Objective —
Rewrite the data below, replacing "query" with "search term" everywhere it appears and leaving everything else unchanged.

Supplied information —
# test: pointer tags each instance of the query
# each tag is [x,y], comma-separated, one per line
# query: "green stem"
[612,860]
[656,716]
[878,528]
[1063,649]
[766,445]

Completed exercise —
# test: pointer tags each instance of the search term
# each tag is [x,y], comma-separated, one per line
# search term: "green stem"
[612,860]
[656,716]
[878,528]
[1063,649]
[766,445]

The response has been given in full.